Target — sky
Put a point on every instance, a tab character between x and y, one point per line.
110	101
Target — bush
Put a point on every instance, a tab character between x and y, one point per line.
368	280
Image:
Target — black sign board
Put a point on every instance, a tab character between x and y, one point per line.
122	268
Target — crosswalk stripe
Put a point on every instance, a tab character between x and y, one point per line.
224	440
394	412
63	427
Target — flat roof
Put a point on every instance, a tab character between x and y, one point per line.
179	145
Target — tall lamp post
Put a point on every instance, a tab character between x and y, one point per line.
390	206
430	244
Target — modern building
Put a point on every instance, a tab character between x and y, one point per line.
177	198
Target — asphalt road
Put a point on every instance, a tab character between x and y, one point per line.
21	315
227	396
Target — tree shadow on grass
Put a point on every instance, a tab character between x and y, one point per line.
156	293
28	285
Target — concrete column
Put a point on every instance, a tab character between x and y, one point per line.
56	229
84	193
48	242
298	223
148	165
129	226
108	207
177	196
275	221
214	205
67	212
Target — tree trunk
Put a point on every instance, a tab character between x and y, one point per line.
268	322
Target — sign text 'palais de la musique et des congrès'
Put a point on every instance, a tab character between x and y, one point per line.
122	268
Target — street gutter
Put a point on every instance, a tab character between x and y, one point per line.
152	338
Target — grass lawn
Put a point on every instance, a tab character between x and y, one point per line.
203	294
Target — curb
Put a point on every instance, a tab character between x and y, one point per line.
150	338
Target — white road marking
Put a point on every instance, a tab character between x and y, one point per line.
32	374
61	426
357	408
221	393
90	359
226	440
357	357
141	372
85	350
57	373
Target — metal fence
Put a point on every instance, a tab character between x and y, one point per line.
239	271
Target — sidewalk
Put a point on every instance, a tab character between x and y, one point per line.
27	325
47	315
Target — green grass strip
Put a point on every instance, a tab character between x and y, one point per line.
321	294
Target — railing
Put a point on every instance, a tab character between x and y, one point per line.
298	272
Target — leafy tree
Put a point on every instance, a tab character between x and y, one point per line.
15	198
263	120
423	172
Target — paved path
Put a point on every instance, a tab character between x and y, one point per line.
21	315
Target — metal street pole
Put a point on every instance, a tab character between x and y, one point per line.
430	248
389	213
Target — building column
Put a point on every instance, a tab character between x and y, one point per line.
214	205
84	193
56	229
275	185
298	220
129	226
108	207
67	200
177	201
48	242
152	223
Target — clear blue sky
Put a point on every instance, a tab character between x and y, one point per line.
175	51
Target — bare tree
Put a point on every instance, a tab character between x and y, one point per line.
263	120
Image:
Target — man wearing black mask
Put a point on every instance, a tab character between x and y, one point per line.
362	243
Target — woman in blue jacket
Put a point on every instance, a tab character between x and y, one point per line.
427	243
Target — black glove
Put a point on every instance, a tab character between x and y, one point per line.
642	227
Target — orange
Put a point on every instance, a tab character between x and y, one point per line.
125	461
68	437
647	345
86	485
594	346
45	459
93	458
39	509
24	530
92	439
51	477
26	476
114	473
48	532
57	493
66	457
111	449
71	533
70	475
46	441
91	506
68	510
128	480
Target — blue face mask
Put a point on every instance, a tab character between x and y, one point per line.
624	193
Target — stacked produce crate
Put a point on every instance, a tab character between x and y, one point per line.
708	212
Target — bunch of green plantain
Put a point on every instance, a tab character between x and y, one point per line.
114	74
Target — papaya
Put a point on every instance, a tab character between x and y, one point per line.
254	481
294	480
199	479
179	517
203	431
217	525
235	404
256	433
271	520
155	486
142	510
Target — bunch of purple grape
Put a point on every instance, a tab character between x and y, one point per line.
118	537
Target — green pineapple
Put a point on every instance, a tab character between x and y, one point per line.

******************************

§ **What is expected**
Scan the data above, find each line with "sign", and copy it.

§ **Solution for this exercise**
Target — black sign board
Target — sign text 'palais de la musique et des congrès'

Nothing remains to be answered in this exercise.